*Description of the task*
Scan the entries below for the word "opening", then copy each line that holds it.

[[ Data listing open ]]

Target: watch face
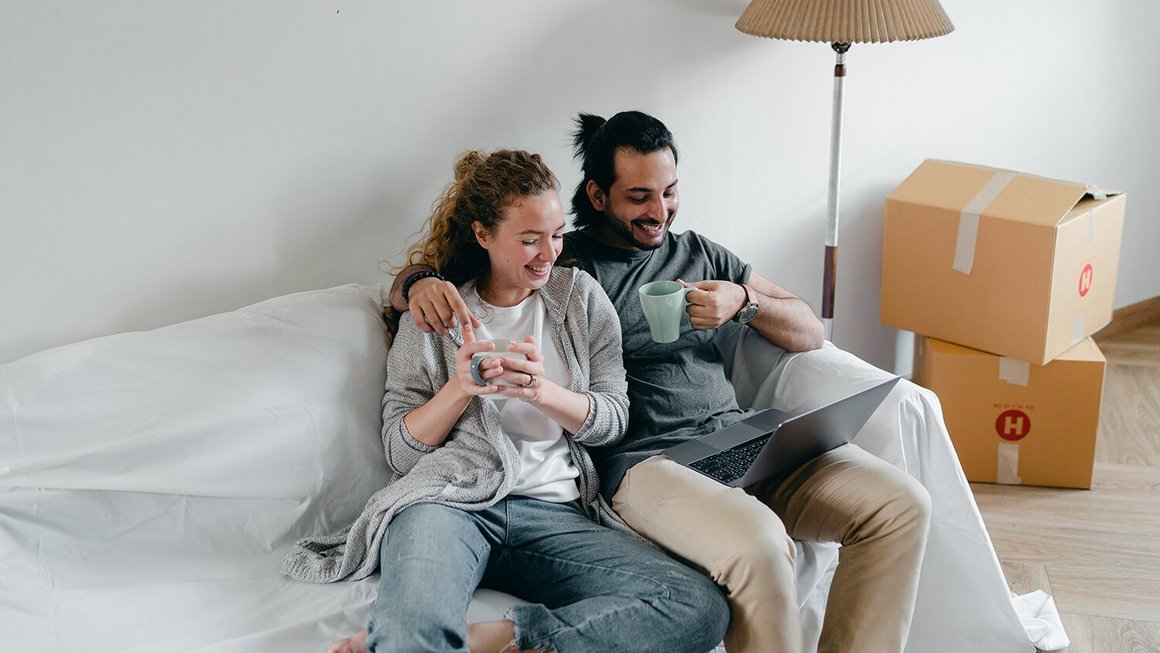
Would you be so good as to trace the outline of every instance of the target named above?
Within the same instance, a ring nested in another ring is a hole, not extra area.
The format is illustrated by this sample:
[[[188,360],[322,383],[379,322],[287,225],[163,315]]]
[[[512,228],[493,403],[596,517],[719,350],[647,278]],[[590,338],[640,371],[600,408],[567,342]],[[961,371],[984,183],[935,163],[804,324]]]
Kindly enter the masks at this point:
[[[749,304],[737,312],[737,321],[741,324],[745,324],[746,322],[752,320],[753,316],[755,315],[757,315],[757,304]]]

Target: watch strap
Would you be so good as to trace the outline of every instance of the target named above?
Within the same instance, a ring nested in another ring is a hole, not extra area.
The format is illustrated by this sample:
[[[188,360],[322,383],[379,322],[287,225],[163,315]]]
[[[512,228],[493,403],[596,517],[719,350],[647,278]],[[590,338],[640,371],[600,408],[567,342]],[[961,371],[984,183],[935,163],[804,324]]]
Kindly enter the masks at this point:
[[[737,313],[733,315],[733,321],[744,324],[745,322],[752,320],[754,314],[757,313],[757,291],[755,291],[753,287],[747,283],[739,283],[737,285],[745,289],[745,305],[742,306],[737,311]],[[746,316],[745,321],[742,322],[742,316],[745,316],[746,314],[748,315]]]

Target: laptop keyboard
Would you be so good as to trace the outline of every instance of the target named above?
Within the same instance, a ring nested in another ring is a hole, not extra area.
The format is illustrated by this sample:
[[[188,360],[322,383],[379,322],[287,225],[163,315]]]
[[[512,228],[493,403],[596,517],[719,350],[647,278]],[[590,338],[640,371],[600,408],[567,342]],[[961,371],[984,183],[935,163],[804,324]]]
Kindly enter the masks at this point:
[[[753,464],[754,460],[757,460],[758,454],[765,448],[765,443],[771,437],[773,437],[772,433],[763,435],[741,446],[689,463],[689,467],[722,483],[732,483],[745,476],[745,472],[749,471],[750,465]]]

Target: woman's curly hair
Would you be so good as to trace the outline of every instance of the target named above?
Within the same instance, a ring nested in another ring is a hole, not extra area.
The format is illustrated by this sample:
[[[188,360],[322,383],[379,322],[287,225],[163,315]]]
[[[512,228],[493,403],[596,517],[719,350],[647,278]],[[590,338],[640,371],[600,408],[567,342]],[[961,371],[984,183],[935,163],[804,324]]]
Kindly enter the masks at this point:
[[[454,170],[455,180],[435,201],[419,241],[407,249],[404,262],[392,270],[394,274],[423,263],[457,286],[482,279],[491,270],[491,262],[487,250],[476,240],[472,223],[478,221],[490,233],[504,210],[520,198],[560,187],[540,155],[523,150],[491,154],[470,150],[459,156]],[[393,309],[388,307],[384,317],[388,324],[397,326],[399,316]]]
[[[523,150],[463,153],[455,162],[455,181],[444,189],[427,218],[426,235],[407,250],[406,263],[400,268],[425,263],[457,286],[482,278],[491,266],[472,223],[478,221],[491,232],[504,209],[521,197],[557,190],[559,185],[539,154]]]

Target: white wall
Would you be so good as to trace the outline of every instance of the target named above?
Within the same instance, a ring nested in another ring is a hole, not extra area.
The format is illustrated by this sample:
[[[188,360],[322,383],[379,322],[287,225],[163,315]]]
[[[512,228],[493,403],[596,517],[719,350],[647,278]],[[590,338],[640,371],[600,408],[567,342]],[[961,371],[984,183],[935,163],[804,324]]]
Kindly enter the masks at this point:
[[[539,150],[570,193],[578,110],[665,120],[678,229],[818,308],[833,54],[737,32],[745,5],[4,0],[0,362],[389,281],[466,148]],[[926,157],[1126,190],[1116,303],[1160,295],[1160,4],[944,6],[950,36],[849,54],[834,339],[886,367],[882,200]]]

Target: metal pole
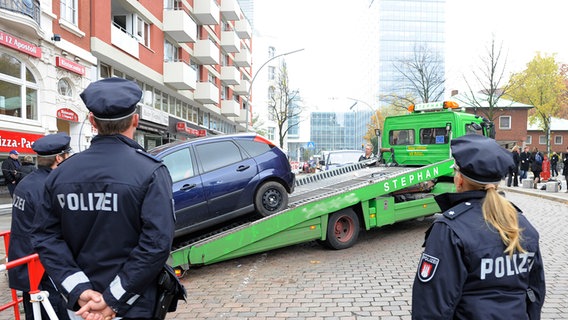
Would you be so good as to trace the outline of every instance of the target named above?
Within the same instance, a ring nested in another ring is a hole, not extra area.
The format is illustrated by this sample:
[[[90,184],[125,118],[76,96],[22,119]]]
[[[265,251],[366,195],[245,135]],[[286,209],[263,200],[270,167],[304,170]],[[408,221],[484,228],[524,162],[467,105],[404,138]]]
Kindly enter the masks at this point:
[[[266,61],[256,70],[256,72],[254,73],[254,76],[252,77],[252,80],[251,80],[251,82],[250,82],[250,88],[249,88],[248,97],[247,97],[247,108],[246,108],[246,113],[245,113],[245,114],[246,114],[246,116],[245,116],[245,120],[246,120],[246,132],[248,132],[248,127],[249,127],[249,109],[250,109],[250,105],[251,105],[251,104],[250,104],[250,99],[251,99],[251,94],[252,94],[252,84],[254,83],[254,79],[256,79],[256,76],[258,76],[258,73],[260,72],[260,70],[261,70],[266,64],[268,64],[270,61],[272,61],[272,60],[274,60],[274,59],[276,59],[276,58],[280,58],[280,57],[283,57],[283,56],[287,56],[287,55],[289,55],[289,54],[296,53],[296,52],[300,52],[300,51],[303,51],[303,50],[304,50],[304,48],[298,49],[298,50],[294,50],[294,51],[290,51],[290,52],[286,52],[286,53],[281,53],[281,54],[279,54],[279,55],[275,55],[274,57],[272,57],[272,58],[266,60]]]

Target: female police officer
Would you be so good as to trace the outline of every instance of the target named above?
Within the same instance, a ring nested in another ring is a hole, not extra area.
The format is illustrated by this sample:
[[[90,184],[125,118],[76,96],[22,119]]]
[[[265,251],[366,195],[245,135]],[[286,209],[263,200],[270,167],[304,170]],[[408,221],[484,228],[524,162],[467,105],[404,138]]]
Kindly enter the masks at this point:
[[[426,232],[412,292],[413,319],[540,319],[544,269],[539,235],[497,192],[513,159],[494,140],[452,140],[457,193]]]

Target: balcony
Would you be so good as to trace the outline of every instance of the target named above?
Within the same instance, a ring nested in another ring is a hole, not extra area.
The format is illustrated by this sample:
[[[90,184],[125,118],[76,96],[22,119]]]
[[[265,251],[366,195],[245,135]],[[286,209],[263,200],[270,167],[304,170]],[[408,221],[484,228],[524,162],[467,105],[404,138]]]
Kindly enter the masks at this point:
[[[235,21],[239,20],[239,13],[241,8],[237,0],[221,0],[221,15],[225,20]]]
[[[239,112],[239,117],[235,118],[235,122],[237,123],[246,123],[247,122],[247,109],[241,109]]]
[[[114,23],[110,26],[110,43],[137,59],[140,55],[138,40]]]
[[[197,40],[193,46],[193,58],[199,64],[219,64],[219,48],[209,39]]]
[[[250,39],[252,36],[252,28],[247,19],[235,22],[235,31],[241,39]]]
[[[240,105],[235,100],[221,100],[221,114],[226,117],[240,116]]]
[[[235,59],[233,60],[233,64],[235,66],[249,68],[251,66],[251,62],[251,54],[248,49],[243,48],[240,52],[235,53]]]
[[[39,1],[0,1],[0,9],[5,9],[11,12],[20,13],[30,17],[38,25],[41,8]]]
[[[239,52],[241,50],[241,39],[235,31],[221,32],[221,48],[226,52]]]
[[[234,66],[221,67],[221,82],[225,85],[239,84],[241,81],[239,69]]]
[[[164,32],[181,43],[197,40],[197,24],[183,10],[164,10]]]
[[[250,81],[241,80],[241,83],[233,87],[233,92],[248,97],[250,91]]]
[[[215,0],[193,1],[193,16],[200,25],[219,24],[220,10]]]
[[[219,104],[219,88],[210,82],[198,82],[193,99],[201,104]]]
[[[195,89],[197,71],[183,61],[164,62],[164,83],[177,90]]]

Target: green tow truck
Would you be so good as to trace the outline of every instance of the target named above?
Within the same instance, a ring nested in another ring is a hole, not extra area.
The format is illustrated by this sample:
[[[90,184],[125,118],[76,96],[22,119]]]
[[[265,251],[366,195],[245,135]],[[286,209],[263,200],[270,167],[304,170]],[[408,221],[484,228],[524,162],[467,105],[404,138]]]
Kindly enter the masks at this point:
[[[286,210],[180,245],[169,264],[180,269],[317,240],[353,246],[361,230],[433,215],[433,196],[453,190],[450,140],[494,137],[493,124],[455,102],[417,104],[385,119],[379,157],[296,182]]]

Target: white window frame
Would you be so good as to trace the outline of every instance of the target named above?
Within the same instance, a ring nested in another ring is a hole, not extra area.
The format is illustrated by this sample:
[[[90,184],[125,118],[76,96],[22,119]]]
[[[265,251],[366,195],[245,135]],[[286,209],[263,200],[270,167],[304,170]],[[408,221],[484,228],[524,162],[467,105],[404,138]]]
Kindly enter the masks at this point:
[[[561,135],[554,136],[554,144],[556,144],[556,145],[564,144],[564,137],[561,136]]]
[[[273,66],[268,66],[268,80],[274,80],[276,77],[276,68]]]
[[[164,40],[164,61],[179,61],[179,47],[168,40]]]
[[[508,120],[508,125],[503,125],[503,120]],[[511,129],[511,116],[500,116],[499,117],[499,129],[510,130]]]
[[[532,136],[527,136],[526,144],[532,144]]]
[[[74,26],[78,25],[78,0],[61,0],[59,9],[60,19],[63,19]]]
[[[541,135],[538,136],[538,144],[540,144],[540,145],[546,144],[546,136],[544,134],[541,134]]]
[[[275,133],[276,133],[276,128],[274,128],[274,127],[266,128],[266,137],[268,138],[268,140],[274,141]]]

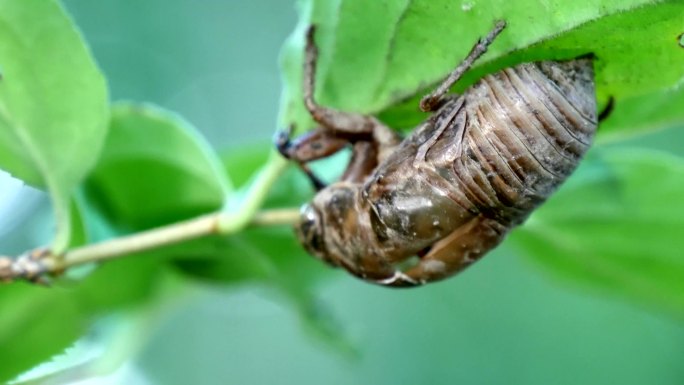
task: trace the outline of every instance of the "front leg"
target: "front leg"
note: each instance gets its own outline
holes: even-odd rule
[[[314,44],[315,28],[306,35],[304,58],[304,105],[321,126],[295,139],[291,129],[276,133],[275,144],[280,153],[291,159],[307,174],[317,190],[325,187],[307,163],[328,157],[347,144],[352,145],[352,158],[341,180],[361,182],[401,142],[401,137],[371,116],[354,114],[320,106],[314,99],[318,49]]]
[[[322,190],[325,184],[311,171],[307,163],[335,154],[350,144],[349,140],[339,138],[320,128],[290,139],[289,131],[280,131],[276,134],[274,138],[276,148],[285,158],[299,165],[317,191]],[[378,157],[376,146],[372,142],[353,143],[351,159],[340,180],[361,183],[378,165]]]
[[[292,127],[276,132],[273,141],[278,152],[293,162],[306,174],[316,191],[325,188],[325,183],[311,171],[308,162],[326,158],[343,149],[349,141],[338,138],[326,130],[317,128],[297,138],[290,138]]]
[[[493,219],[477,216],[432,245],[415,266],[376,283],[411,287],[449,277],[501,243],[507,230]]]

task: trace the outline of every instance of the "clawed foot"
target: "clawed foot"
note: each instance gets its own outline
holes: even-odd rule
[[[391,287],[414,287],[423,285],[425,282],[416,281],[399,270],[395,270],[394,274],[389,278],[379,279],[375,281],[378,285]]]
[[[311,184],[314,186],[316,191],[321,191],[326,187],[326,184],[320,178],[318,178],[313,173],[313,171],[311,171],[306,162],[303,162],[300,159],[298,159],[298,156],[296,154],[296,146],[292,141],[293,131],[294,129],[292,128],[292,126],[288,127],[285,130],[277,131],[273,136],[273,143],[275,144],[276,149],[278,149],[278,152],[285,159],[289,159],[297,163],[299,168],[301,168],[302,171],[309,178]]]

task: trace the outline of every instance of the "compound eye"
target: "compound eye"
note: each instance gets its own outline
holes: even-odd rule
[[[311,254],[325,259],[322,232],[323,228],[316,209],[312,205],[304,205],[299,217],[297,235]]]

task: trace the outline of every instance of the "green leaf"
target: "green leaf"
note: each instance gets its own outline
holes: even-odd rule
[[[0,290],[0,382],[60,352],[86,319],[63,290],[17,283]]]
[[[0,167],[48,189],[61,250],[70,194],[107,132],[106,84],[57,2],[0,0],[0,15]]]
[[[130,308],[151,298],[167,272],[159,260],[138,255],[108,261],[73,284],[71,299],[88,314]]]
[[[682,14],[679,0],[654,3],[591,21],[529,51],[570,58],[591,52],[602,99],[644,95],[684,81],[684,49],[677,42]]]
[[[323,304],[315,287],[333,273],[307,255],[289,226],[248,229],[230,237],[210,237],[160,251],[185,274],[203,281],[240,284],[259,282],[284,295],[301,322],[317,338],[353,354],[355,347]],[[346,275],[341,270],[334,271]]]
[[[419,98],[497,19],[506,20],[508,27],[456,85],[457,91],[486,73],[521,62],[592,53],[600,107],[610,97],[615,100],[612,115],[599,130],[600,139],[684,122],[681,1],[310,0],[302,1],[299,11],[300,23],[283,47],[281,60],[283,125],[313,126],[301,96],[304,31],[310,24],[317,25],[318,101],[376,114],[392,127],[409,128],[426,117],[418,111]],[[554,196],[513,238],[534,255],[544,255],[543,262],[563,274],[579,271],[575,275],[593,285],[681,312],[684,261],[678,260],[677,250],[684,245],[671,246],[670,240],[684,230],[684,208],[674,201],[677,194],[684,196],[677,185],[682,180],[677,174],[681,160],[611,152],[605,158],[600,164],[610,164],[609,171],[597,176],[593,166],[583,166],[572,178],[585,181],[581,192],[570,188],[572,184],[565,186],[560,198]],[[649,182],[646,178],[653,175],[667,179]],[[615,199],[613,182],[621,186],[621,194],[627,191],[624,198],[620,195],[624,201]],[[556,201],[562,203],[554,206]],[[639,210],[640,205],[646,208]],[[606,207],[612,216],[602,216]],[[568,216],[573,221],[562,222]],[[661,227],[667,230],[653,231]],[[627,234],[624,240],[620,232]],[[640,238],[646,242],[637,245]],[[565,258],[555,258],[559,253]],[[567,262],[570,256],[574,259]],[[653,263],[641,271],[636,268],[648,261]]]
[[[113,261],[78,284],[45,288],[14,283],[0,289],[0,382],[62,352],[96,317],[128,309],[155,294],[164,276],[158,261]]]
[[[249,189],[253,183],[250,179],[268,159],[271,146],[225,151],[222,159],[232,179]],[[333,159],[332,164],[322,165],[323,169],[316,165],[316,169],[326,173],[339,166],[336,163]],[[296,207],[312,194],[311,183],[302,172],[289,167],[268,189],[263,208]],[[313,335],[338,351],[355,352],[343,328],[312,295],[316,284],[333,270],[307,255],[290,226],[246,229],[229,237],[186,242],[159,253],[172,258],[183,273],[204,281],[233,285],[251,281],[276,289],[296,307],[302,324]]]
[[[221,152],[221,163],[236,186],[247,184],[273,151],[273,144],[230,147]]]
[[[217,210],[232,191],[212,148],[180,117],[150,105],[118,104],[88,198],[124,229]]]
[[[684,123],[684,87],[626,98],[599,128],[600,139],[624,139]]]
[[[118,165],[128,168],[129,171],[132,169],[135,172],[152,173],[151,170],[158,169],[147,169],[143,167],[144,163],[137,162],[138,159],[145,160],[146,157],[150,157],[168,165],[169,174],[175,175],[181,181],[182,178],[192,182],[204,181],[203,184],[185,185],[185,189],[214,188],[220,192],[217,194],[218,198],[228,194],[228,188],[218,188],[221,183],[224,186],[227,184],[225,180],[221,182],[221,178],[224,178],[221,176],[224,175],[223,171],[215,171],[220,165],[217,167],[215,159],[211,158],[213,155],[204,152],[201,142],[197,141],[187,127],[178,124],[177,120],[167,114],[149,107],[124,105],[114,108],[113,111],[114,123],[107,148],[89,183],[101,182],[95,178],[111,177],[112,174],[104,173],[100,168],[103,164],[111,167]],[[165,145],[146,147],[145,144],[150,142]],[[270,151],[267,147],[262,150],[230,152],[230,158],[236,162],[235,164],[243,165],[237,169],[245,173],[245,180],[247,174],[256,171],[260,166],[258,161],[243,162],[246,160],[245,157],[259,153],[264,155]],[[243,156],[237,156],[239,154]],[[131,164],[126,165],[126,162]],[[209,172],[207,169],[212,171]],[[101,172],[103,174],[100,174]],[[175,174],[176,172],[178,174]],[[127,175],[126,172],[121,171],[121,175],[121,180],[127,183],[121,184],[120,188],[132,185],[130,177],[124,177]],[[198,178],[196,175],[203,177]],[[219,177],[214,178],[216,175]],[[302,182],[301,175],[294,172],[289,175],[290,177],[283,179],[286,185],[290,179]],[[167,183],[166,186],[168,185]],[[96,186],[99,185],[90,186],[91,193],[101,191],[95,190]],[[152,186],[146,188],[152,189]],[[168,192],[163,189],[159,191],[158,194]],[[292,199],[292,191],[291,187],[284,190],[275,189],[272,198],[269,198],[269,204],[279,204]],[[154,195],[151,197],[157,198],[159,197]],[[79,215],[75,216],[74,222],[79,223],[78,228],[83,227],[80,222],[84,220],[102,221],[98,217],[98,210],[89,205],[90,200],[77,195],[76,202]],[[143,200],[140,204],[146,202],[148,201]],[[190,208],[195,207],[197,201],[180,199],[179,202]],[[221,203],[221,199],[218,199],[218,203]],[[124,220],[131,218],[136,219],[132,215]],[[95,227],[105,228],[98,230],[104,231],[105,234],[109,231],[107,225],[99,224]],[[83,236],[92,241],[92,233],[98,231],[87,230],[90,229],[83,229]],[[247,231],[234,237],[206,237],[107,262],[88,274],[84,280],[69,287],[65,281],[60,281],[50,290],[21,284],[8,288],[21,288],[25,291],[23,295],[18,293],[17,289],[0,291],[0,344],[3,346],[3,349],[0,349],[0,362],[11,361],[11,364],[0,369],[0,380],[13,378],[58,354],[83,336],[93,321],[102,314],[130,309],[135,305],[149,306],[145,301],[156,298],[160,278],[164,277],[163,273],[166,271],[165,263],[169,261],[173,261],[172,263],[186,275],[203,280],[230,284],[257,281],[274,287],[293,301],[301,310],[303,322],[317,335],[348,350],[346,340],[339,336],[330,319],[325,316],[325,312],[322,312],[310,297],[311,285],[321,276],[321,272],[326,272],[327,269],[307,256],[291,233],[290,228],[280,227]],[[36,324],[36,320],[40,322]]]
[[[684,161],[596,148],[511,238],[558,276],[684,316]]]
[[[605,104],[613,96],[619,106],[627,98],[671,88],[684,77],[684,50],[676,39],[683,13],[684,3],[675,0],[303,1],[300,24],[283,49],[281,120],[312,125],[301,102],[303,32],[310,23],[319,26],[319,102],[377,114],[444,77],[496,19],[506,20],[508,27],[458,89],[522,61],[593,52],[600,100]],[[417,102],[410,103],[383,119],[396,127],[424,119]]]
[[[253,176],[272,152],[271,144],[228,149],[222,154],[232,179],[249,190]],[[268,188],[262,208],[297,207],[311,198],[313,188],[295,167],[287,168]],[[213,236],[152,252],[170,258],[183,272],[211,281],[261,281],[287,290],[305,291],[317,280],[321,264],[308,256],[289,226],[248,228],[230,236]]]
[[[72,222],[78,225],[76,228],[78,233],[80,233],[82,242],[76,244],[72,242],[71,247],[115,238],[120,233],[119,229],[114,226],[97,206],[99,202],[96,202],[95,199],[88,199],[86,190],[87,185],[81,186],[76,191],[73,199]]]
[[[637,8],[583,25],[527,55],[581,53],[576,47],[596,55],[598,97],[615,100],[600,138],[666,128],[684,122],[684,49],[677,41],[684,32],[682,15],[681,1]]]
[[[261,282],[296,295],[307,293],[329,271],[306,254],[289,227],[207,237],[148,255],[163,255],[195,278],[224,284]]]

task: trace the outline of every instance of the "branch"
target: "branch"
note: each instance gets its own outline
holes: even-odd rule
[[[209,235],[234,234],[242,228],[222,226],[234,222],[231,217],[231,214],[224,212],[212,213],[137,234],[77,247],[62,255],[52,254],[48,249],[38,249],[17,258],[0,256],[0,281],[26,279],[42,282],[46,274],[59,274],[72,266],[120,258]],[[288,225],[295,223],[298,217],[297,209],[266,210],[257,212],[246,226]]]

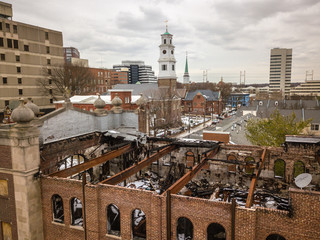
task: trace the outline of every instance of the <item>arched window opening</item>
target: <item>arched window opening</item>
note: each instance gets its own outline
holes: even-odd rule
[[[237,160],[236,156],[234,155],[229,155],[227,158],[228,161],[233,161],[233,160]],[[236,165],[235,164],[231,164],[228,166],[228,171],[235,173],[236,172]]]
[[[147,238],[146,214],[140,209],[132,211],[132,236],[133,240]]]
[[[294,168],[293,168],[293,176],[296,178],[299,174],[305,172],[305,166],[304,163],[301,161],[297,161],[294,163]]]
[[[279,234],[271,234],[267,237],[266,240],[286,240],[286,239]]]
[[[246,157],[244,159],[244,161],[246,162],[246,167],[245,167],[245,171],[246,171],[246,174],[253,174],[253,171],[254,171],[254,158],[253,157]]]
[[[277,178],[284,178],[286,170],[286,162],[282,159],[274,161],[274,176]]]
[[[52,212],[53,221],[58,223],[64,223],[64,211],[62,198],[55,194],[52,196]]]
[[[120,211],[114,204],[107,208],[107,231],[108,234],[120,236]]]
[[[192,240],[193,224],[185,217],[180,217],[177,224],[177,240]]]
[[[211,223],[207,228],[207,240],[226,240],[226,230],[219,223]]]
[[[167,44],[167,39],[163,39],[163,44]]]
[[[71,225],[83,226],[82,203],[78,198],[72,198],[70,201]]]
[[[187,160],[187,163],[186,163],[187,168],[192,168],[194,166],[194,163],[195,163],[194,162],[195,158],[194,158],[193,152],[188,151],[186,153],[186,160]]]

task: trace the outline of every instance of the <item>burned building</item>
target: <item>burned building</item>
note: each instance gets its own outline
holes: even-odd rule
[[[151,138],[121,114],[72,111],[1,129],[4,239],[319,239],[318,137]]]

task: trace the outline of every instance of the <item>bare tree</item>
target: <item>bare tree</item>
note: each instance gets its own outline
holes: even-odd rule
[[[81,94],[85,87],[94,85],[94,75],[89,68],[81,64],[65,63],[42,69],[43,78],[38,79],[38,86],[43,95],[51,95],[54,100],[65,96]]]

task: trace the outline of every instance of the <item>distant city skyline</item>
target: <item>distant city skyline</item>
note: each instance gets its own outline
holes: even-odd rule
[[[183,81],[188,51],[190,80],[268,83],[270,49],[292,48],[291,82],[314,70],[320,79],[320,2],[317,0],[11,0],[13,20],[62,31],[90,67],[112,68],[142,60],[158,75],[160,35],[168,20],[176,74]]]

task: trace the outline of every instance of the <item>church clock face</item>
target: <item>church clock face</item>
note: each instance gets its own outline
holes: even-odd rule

[[ Data listing closed ]]

*Solution to this problem*
task: trace the outline of every instance of the <item>arched window opening</item>
target: <item>arched window opening</item>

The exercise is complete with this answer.